====== Text block ======
Cutinases can also degrade PLA, an artificial polyester made from renewable lactic acid [123]. Although PLA is biodegradable, its rate of degradation under mild conditions is slow [124,125]. A recent study characterized a bacterial cutinase, derived from the composting strain Thermobifida alba, that can efficiently degrade PLA [126]. Similarly, another bacterial cutinase, derived from Amycolatopsis mediterranei, biodegrades polyhydroxybutyl succinate (PBS), which is an artificial and biodegradable polyester that is more stable than PLA, under mild conditions, as well as PCL. However, it does not degrade PLA or PET [127,128].
Cutinases can act as biocatalysts in esterification and transesterification reactions, which are the reverse of biodegradation reactions, to produce polyamides and polyesters [109]. For example, cutinases from F. solani pisi and Burkholderia cepacia have been used in esterification reactions. However, the catalytic efficiency of cutinases is diminished by low pH, particularly when substrate concentrations are high. The operational pH range of an enzyme, along with temperature, is a critical factor in determining its appropriateness for industrial applications; even minor deviations from the optimal pH can result in reduced enzymatic efficiency, highlighting the importance of meticulous control over reaction conditions in industrial processes. The ionization state of catalytic triad residues is highly pH-dependent and, as a consequence, the enzyme’s ability to bind substrates and catalyze hydrolytic reactions is governed by the surrounding pH. In many instances, the optimal pH is strongly correlated with the enzyme’s isoelectric point (pI) and the local microenvironment within the active site [129]. Thus, cutinase stability in acidic environments is an important factor to consider when selecting cutinases as esterification catalysts [130,131]. Notably, enzyme engineering has been used to enhance the efficiency of cutinases in various applications.
======
▶ [Tasks and exercises]
1. Translate this sentence from the cutinase passage into Spanish: "However, the catalytic efficiency of cutinases is diminished by low pH, particularly when substrate concentrations are high."
2. Extend the cutinase passage by a few sentences, picking up after its final sentence.
====== Listed entries ======
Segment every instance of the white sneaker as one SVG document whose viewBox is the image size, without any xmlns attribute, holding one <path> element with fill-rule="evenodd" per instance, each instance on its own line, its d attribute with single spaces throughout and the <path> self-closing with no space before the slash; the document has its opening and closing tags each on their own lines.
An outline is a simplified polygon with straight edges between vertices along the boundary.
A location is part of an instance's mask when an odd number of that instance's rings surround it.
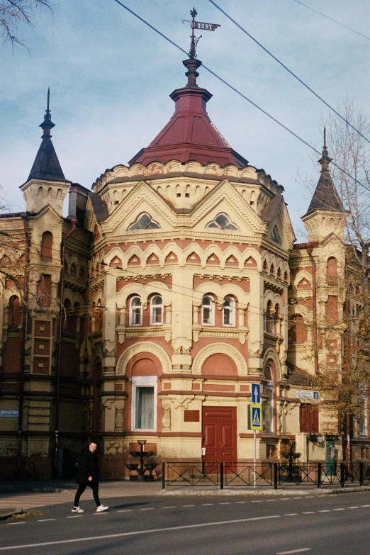
<svg viewBox="0 0 370 555">
<path fill-rule="evenodd" d="M 80 509 L 79 507 L 74 507 L 71 512 L 84 512 L 84 509 Z"/>
<path fill-rule="evenodd" d="M 96 507 L 96 512 L 103 512 L 103 510 L 107 510 L 109 508 L 109 507 L 104 507 L 103 505 L 99 505 L 99 507 Z"/>
</svg>

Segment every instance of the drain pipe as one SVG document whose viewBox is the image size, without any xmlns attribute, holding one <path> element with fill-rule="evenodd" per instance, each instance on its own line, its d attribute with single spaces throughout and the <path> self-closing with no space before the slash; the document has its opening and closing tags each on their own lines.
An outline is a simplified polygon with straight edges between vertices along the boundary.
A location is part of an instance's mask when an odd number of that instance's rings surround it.
<svg viewBox="0 0 370 555">
<path fill-rule="evenodd" d="M 30 265 L 30 235 L 27 227 L 27 215 L 23 212 L 21 217 L 23 223 L 26 237 L 25 266 L 23 275 L 23 303 L 22 306 L 22 332 L 21 339 L 21 376 L 19 384 L 19 407 L 18 413 L 17 469 L 16 475 L 22 476 L 22 434 L 23 428 L 24 366 L 26 362 L 26 332 L 27 305 L 28 303 L 28 267 Z"/>
<path fill-rule="evenodd" d="M 73 218 L 70 220 L 72 225 L 72 229 L 69 230 L 68 233 L 65 236 L 62 240 L 62 252 L 61 252 L 61 264 L 62 269 L 60 272 L 60 308 L 59 313 L 59 323 L 58 323 L 58 335 L 57 335 L 57 352 L 56 359 L 56 378 L 57 378 L 57 391 L 55 396 L 55 449 L 54 456 L 54 465 L 52 470 L 53 473 L 55 475 L 57 473 L 57 456 L 58 456 L 58 447 L 59 447 L 59 420 L 60 420 L 60 366 L 62 361 L 62 309 L 63 306 L 63 295 L 65 292 L 65 243 L 67 240 L 74 232 L 76 230 L 76 226 L 78 220 Z"/>
<path fill-rule="evenodd" d="M 312 254 L 312 247 L 307 247 L 307 252 L 312 262 L 312 302 L 313 302 L 313 357 L 315 364 L 315 374 L 320 374 L 318 365 L 318 314 L 316 310 L 316 262 Z"/>
</svg>

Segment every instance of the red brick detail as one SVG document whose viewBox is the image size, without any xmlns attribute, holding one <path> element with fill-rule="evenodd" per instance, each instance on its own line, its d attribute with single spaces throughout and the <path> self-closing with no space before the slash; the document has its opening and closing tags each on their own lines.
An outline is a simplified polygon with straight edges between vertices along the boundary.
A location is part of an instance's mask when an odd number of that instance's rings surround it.
<svg viewBox="0 0 370 555">
<path fill-rule="evenodd" d="M 49 359 L 35 357 L 33 359 L 33 374 L 49 374 Z"/>
<path fill-rule="evenodd" d="M 245 268 L 257 268 L 257 262 L 253 257 L 250 257 L 244 263 Z"/>
<path fill-rule="evenodd" d="M 220 259 L 217 254 L 212 254 L 208 257 L 206 264 L 211 266 L 219 266 Z"/>
<path fill-rule="evenodd" d="M 202 374 L 237 376 L 237 368 L 232 359 L 228 355 L 215 353 L 204 361 L 202 366 Z"/>
<path fill-rule="evenodd" d="M 235 391 L 235 386 L 225 383 L 203 383 L 203 391 Z"/>
<path fill-rule="evenodd" d="M 179 259 L 177 258 L 177 255 L 175 254 L 173 251 L 169 252 L 164 259 L 164 264 L 177 264 L 178 262 Z"/>
<path fill-rule="evenodd" d="M 338 340 L 326 340 L 326 348 L 330 351 L 337 351 L 338 349 Z"/>
<path fill-rule="evenodd" d="M 201 259 L 196 252 L 193 252 L 186 259 L 187 264 L 201 264 Z"/>
</svg>

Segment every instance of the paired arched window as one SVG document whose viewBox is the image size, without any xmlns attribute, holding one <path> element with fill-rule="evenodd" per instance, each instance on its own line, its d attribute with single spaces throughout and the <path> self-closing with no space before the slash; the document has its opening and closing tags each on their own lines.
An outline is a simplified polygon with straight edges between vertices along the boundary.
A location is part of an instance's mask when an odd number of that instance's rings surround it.
<svg viewBox="0 0 370 555">
<path fill-rule="evenodd" d="M 266 366 L 264 374 L 267 380 L 264 386 L 267 398 L 264 402 L 264 406 L 262 410 L 264 428 L 266 433 L 272 434 L 274 432 L 274 378 L 270 364 Z"/>
<path fill-rule="evenodd" d="M 41 260 L 43 262 L 52 261 L 52 233 L 45 231 L 41 237 Z"/>
<path fill-rule="evenodd" d="M 223 306 L 223 325 L 235 325 L 235 301 L 232 297 L 225 297 Z"/>
<path fill-rule="evenodd" d="M 211 295 L 205 295 L 202 300 L 202 324 L 213 325 L 215 323 L 215 301 Z"/>
<path fill-rule="evenodd" d="M 338 284 L 338 261 L 335 257 L 327 259 L 326 264 L 326 281 L 327 285 Z"/>
<path fill-rule="evenodd" d="M 160 295 L 155 295 L 150 301 L 150 323 L 163 324 L 163 301 Z"/>
<path fill-rule="evenodd" d="M 133 297 L 130 301 L 130 325 L 141 325 L 142 322 L 142 305 L 140 297 Z"/>
</svg>

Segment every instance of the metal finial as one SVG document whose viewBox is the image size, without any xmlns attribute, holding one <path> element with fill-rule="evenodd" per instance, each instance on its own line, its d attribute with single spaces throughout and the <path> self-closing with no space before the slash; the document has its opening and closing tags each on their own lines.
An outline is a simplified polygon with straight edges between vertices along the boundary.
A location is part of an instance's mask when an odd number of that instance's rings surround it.
<svg viewBox="0 0 370 555">
<path fill-rule="evenodd" d="M 46 104 L 46 110 L 45 111 L 44 121 L 51 121 L 51 113 L 50 110 L 50 87 L 47 89 L 47 102 Z"/>
</svg>

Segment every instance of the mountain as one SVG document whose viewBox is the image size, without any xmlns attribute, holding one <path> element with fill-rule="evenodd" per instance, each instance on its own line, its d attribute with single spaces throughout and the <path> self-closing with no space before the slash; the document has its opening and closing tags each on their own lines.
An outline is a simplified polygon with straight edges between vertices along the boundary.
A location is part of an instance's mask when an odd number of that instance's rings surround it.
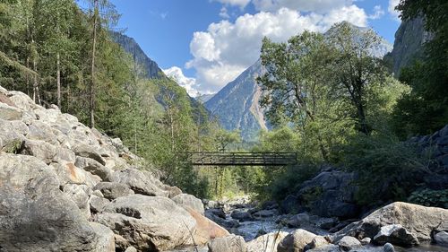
======
▶ [Answer list]
1. Sin embargo, la eficiencia catalítica de las cutinasas disminuye con un pH bajo, en particular cuando las concentraciones de sustrato son altas.

2.
The catalytic mechanism of cutinases relies on a conserved serine-histidine-aspartate triad, which facilitates nucleophilic attack on the carbonyl carbon of ester bonds. Unlike traditional lipases, which generally require an interfacial activation step to expose their active site, cutinases inherently possess an open conformation that is accessible to substrates regardless of their solubility state [109,132]. Structural studies have shown that the substrate-binding pocket is lined with hydrophobic and polar residues that engage substrates via a network of hydrogen bonds and van der Waals interactions, thereby ensuring high catalytic efficacy on both hydrophobic polymers and low-molecular-weight esters [98]. The kinetic behavior of cutinases is generally described by Michaelis–Menten parameters, although the actual catalytic efficiency is highly influenced by substrate chain length, conformation, and the surrounding reaction medium [94,96].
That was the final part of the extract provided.